What you have to do:
Pick out each line in the records below that contains the word "find", treating uppercase and lowercase letters as different.

Available data:
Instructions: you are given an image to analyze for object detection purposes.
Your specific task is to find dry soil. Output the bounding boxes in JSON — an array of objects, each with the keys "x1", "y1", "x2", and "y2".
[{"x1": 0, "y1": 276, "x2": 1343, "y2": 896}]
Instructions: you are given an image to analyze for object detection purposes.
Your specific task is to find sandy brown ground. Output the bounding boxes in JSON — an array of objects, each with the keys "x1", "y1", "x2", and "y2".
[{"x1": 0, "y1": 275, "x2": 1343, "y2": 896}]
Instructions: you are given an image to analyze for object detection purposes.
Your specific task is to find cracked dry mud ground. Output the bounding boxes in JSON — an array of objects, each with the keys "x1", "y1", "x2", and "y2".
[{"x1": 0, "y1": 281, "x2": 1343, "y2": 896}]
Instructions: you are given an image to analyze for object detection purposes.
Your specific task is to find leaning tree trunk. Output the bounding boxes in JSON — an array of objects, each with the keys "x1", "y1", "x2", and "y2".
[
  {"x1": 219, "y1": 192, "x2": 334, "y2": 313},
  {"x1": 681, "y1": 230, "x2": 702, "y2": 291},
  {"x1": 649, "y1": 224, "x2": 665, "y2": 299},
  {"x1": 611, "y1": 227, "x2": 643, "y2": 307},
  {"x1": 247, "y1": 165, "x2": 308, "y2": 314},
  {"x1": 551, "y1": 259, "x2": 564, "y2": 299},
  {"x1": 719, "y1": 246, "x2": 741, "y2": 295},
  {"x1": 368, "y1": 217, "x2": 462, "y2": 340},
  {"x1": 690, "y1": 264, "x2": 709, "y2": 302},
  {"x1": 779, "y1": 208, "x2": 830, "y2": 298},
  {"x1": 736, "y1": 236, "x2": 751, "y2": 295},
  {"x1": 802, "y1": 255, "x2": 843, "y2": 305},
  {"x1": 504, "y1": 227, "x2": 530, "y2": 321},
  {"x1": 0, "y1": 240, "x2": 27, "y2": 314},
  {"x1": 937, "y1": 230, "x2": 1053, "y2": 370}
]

In response:
Your specific task is to find dry soil. Output the bounding boxes in JSON — an array of objects, each with the keys "x1", "y1", "x2", and "y2".
Your specific task is to find sandy brown ground. Output the bounding boxes in JSON — an array of objects, each with the keys "x1", "y1", "x2", and "y2".
Your specific task is to find cracked dry mud ground. Output the bounding boxes in JSON — an array of objects, each with the keys "x1", "y1", "x2", and "y2".
Your specific task is to find leaning tree trunk. Output the bounding boxes in JSON — an array of objects, each with the keys "x1", "y1", "x2", and "y2".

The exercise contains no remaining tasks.